### Source text
>> Begin

VERBOSE, BRIEF, SUPERBRIEF and...

SUPERVERBOSE or SEMIVERBOSE, as Ron suggested. (Keep them coming!)

We have Verbose mode, where you get full descriptions in a room. Then we have BRIEF where we get full descriptions for the first time in a room, then abbreviated onwards. Then we have SUPERBRIEF, where room descriptions are abbreviated regardless of first time or not.

So now I introduce the idea of superverbose! It’s basically BRIEF, with a change. Like BRIEF, it shows the room descriptions for the first time then abbreviated for the next time. But if the description ever changes, then the room practically becomes unvisited because the room shows full description the next time you enter it. (but it really doesn’t make it unvisited)

This would be codable (Codeable? Both spellings are an error.) in Inform7 by adding a value called ‘initial description’, which is the same as the description. Every turn the game will check if any initial description is different from the description. If not, it goes on as usual. Otherwise it shows the description in VERBOSE.

TADS would have a property, Quest would have an attribute in defaultroom, etc. etc.

Wouldn’t SEMIVERBOSE be closer to the mark?

Coming to thing of it, yes!

It’s an interesting idea, but what type of game would make use of it? I believe verbose overtook brief as the default as IF and this community tended towards more literary/poetic works. This proposal seems to be geared more towards the old-school style of game, more exploratory-focused with relatively little change in environment over time. (It was also a paper- and time-saving device from a time when mainframes without monitors were common and games were brutally difficult, I believe.)

And, from an I7 perspective, if both Description and Initial Description of a room includes “[first time]A[or]B[cycling]”, for example, your implementation as described won’t be aware of the change and properly display the description each time.

I like it. Authors can achieve the effect by manually resetting their rooms to be unvisited after something has changed, but a system or extension might be more consistent.

>> End

### To-do list
• A. According to the discussion of room description modes, how does SUPERBRIEF mode handle room descriptions?
• B. Extend the discussion of room description modes past its final sentence.
The items that come after this text aren't needed for these tasks.

### Supplied records
>> Begin

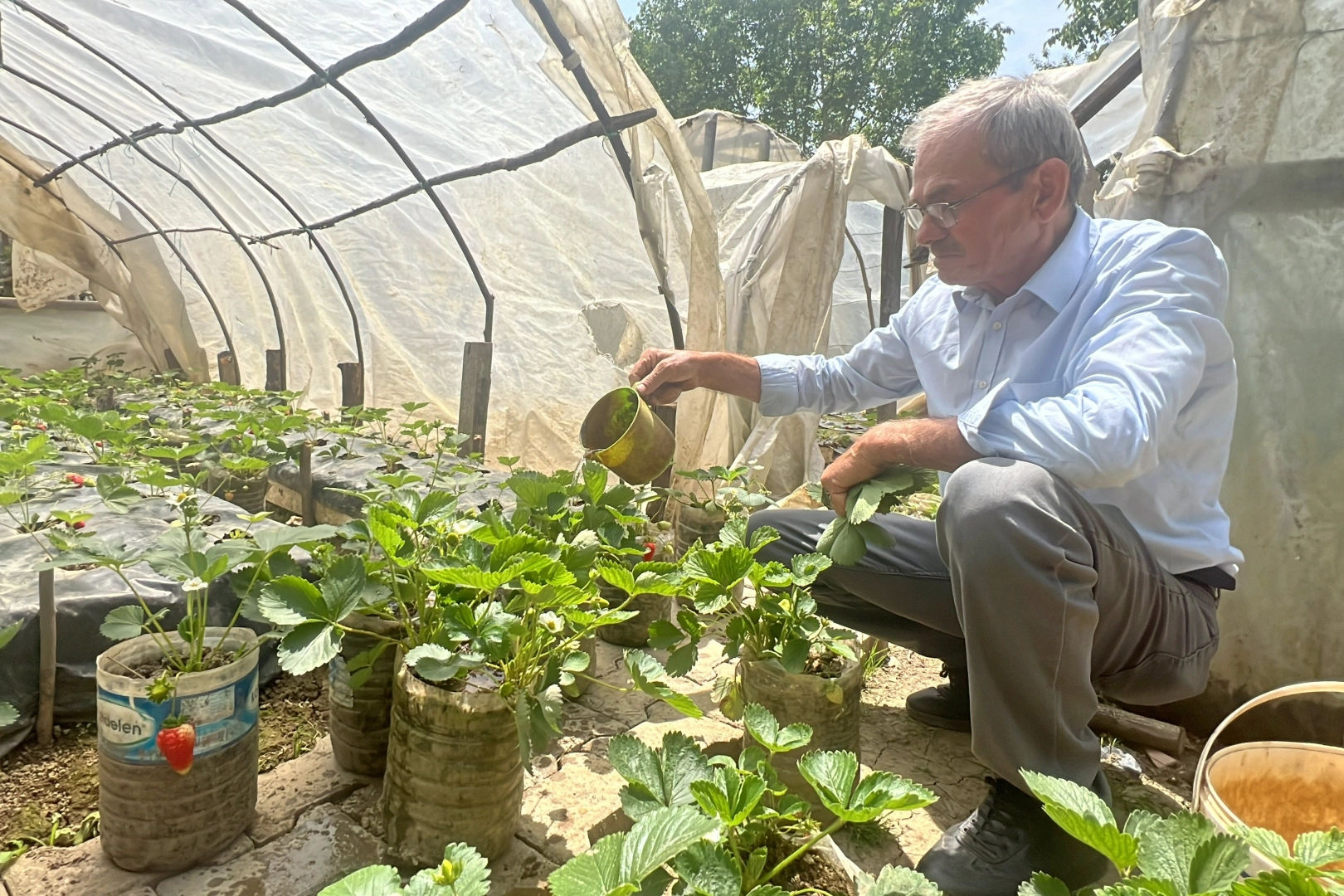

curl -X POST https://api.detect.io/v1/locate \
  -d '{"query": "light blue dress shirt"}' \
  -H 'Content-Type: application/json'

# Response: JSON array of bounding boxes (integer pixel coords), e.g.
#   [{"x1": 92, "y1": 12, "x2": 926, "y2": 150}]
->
[{"x1": 757, "y1": 210, "x2": 1242, "y2": 575}]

>> End

### Response list
• A. It abbreviates room descriptions whether or not it is the first time in the room.

• B.
I would think that the proposal would be best suited for an exploratory game with lots of subtle changes in the environment over time. I love exploration-based games!

Brief mode does have some other benefits. If it’s a sprawling exploration game and you find a new connection from one room, when you take the new route, you will know immediately whether or not you’ve already been to the destination room.

Furthermore, the traditional narrative meaning of the room description was that the protagonist was deliberately taking a moment to look around and survey his surroundings. When you take into account that the protagonist is not going to be paying as much attention when retracing his steps, the old-school style presents a very immersive narrative experience. Every block of text you see on the screen reresents the player character’s conscious experience. Using Verbose mode too gratuitously helps create a disconnect, where there is no longer a correlation between what we read and the experience of “you.” This is also why I’m skeptical of the practice of making “LOOK” and “EXAMINE” take no in-game time.

All this to say, I think this SEMI/SUPERVERBOSE idea has a lot of merit. It seems like the best of both worlds to me!

There’s no reason why the room description on entering a room must match what you get when you type LOOK. If you have dynamic room descriptions it would make a lot of sense for the entering-a-room text to tell you what the character notices is different.

That is truly brilliant! The very suggestion reminds me that the all-text, parser-based form of the traditional text adventure still has many unexplored possibilities before it!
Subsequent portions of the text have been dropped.